SELECTED EXTRACT:
#####
All Commentary
Wednesday, November 1, 2006

Sales, Flat, or Spherical, Tax Reform Isn’t the Answer

Lately there has been a flurry of interest in tax reform, typically aimed at making compliance less onerous, removing the incentive for special-interest lobbying, and reducing the size and intrusiveness of the tax-collection agency. While few people will reject those ends, that does not imply that the attempt to achieve them is the optimal use of the inevitably limited time and energy that citizens choose to devote to political activities. Of particular relevance to readers of this magazine is whether friends of liberty ought to focus on such reforms to forward the cause of freedom.

There are also schemes circulating for supplementing the current income tax with, for example, a sales tax or VAT (value-added tax), but such plans are unlikely to gain much support from libertarians, given that they pose the obvious danger of providing the government with an additional way to collect revenue. Since they threaten to merely increase the overall tax burden on society without offering, from a libertarian point of view, any compensating benefits, I will not address them in this article.

However, suggestions for replacing the income tax with a sales tax, or simplifying it by taxing everyone at a single rate and eliminating all deductions (a “flat” tax) have caught the fancy of some libertarians. The main attractions of these ideas are that substituting a sales tax or flat tax for the current income tax appears to ease the burden of tax compliance. A sales tax in particular does not seem to penalize savings and investment the way an income tax does, and the promoters of such policy changes contend that their new system of taxation will produce results closer to those that would come about on the unhampered market than does the existing apparatus.

One popular proposal along such lines has recently been described in The Fair Tax Book, coauthored by talk-show host Neal Boortz and Georgia congressman John Linder. Because of its prominence, I will use it as a paradigm for all plans of its kind. I believe that the problems it contains are endemic to other similar schemes; so my case against Boortz and Linder also applies more generally.

The authors under discussion present their alternative to our present system as a virtual cornucopia pouring forth blessings on the American people. Implementing their idea, they contend, will do away with the oft-reviled IRS, reduce the effort devoted to complying with the tax code to almost nil, greatly lift the living standards of the poorest Americans, reverse the trend of U.S. firms relocating overseas, and provide a tremendous boost to the nation’s economy. Clearly, if these promises are realistic, everyone should enthusiastically support their plan. However, a clear-sighted analysis of the proposal reveals that the case for predicting these benefits is constructed on a foundation riddled with wishful thinking and flawed logic.
#####
GIVEN INFORMATION:

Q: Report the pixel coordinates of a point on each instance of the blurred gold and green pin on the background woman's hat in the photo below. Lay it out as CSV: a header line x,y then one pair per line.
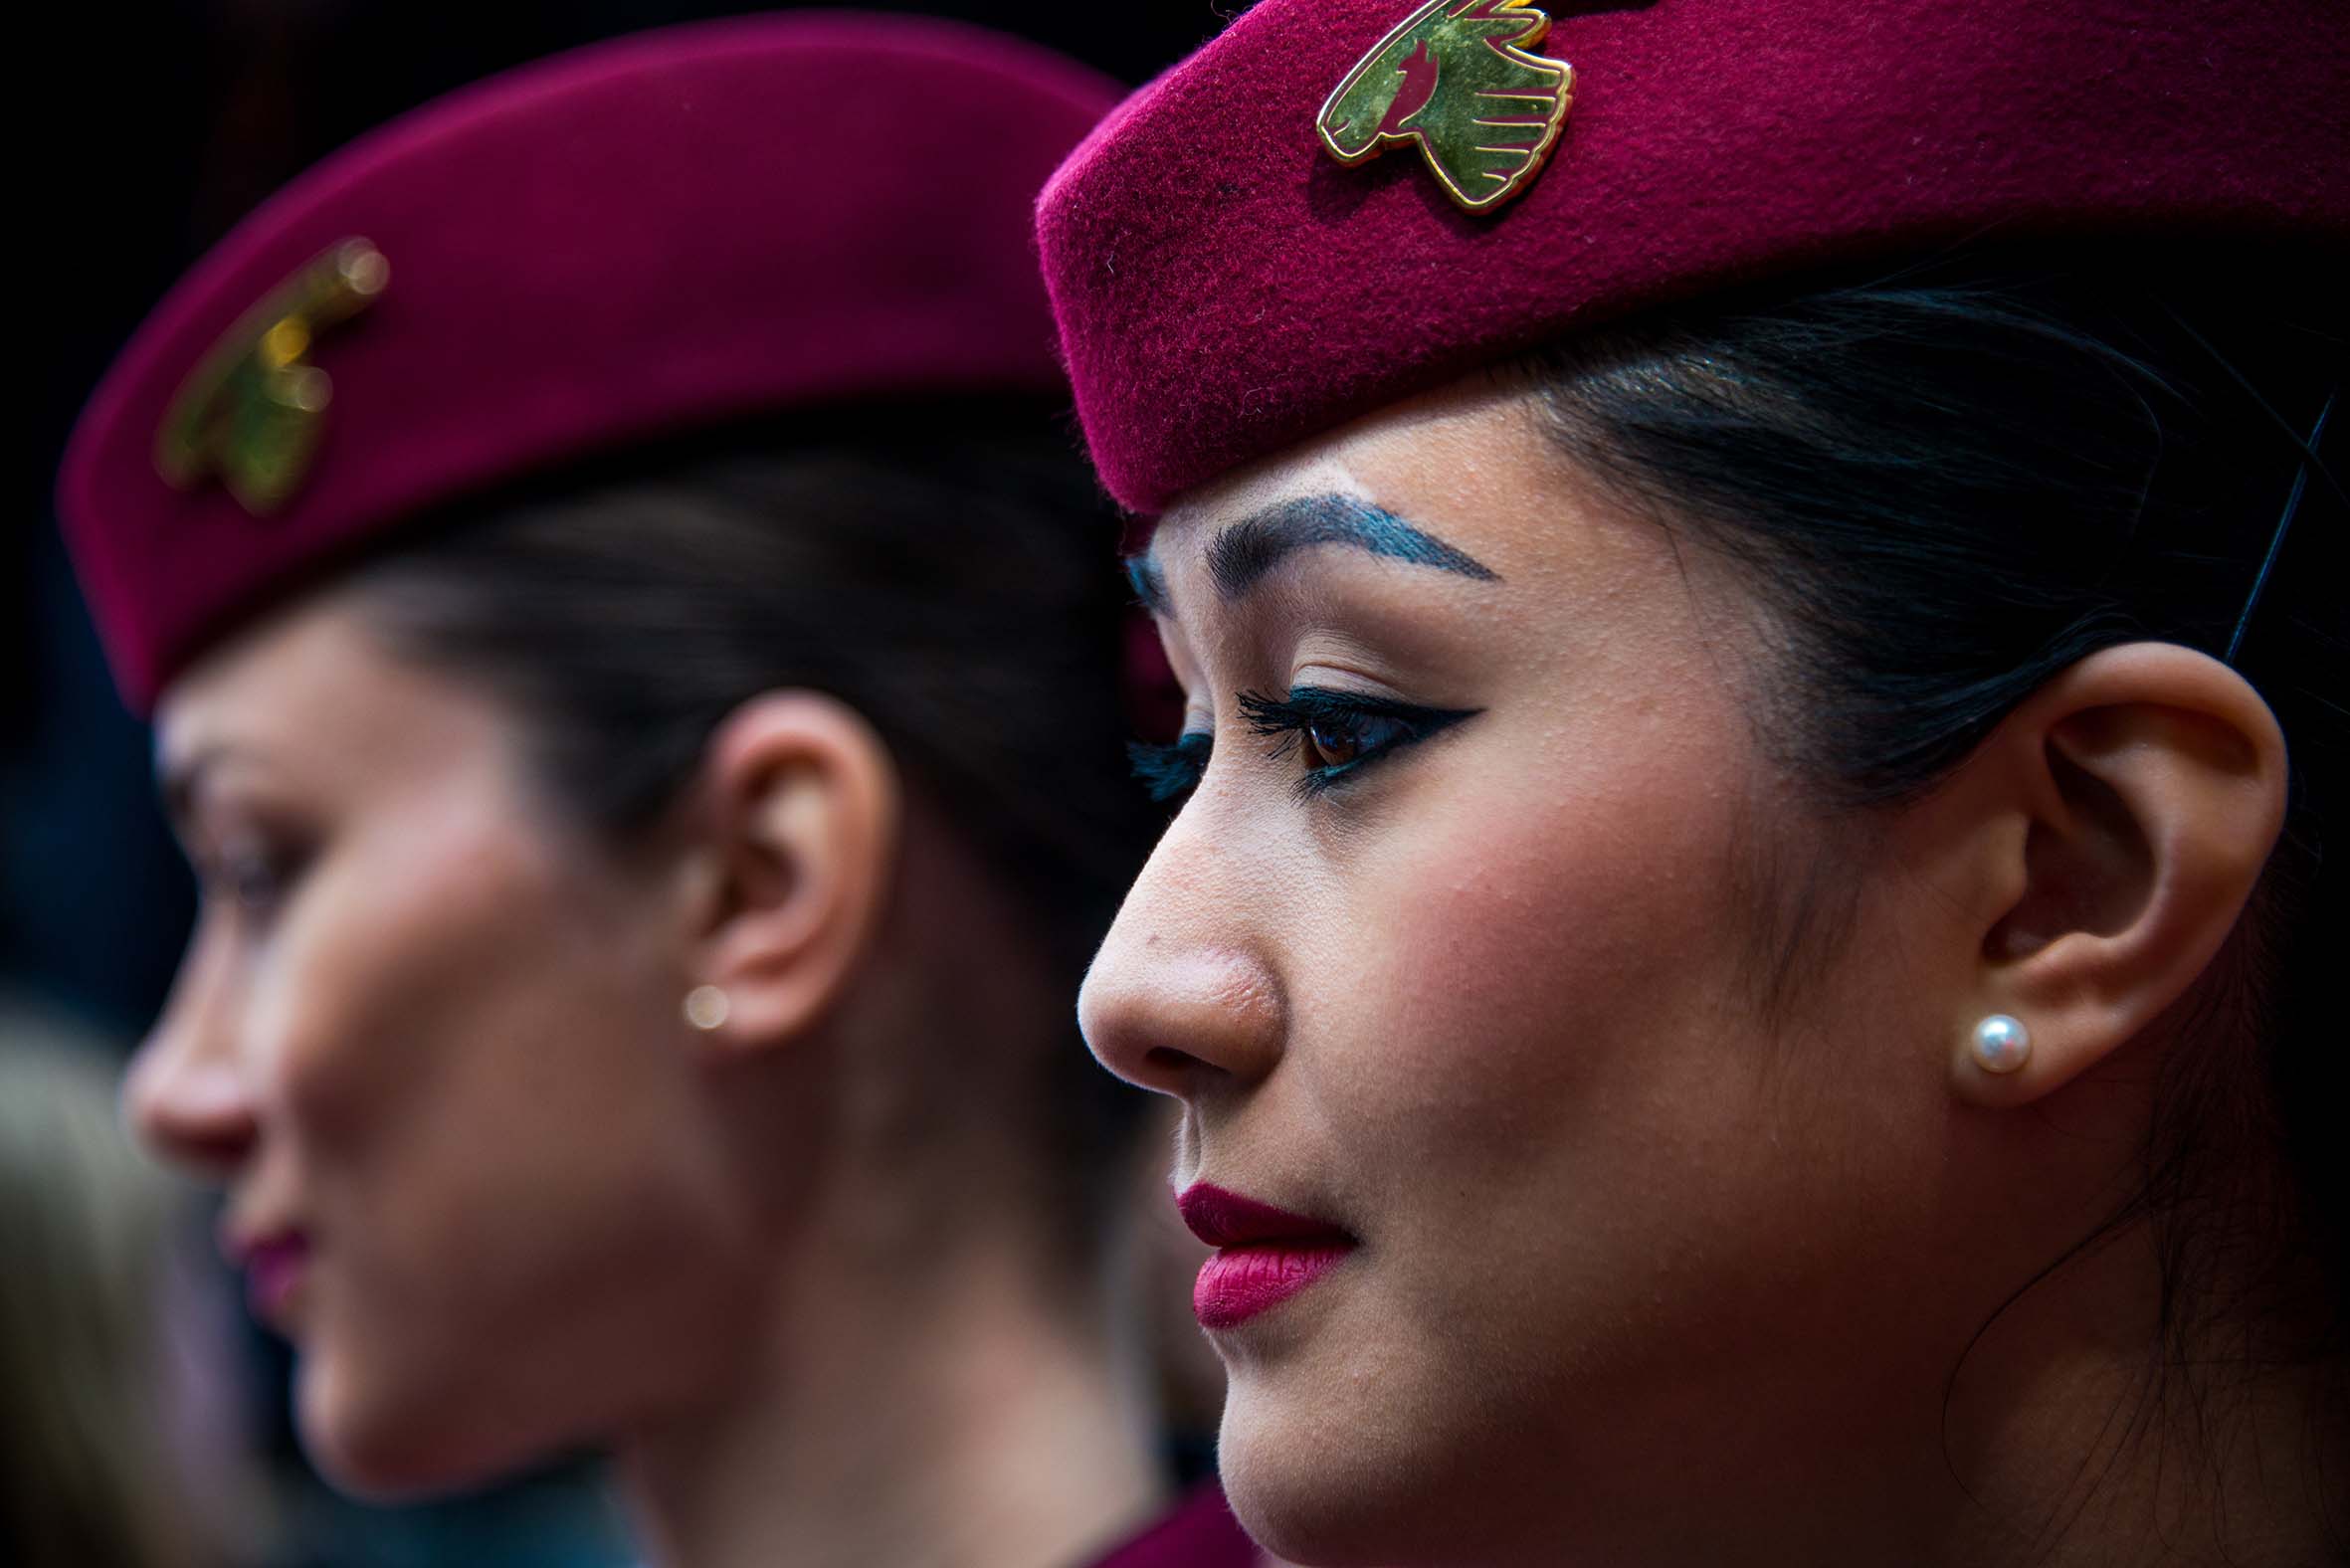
#####
ACTIVITIES:
1 > Using the tax reform commentary, answer these:
(a) Who coauthored The Fair Tax Book?
(b) What danger does adding a sales tax or VAT to the current income tax pose?
(c) How does the commentary define a "flat" tax?
2 > Decide whether each statement agrees with the tax reform commentary, and back each yes or no with a quotation from it.
(a) The author plans to address schemes that supplement the income tax with a VAT.
(b) The author treats The Fair Tax Book as a paradigm for plans of its kind.
(c) Boortz and Linder claim their plan would reverse the trend of U.S. firms relocating overseas.
3 > Carry the tax reform commentary forward from its final sentence.
The listing comes from an unrelated source.

ANSWERS FOR EACH ITEM:
1 >
(a) Talk-show host Neal Boortz and Georgia congressman John Linder.
(b) It gives the government an additional way to collect revenue.
(c) Taxing everyone at a single rate and eliminating all deductions.

2 >
(a) No: "I will not address them in this article."
(b) Yes: "I will use it as a paradigm for all plans of its kind."
(c) Yes: "reverse the trend of U.S. firms relocating overseas"

3 >
For example, Boortz and Linder argue that their tax system will greatly boost the purchasing power of most Americans’ incomes, since it eliminates the portion of the cost of every good that currently stems from the seller’s tax burden. However, their argument relies on a ludicrous assumption as to where the incidence of present taxation actually falls: On the one hand, they claim that eliminating the income tax will reduce the price of what you buy roughly 20 or 30 percent because producers all pass the tax they pay on to you through higher prices. On the other hand, they also point out all the money you’ll save by no longer paying your own income tax. Apparently, unlike those involved in making everything you buy, you can’t just pass on that tax to others. It seems the incidence of the income tax falls entirely on one special segment of American society: the readers of The Fair Tax! The authors are guilty of counting the savings their readers will see from ending the income tax twice, once in the price of the things they buy and again in their own paychecks. In reality, getting rid of any tax will result in some combination of lower prices and higher incomes, the proportion depending on the particular circumstances of each case. But the total of the two effects will only sum to the gross reduction in taxation, and certainly not to double that figure!

Another supposed advantage of the Fair Tax is that, unlike the present situation where taxes are withheld from every paycheck, obscuring the share of one’s income that the government takes, the Fair Tax will be clearly visible, listed on every sales receipt. However, given that it would be a ubiquitous aspect of all one’s shopping, it is hard to see why its presence won’t fade from view just as readily as the income tax has through withholding. After all, workers today get a “receipt” with every paycheck that plainly shows how much of their salary went straight to Uncle Sam, but that has not solved the problem.

IRS Unnecessary?

Another curious claim on the part of the authors is that the Fair Tax will make the IRS unnecessary. Apparently, people will simply pay this sales tax with no need for an enforcement agency. No one will ever claim that what are really retail sales are wholesale, and no one will ever hide cash transactions from the government—all because we’ve changed how we collect a tax burden that remains just as large as it is today.

To illustrate the lack of realism on display, I’ll offer just one example of how the Fair Tax could be avoided (with a little imaginative effort the reader will probably be able to come up with many others): the tax is imposed only on final sales, meaning those to consumers, and not on purchases made by producers along the way to that end point. So let’s say some executive is tired of paying 23 percent extra—that’s the sales tax rate our authors envision—on everything he buys. The way around the tax is to have the firm pay for as much of his consumption as possible, by devising some way to portray buying the items as important business expenses rather than personal purchases.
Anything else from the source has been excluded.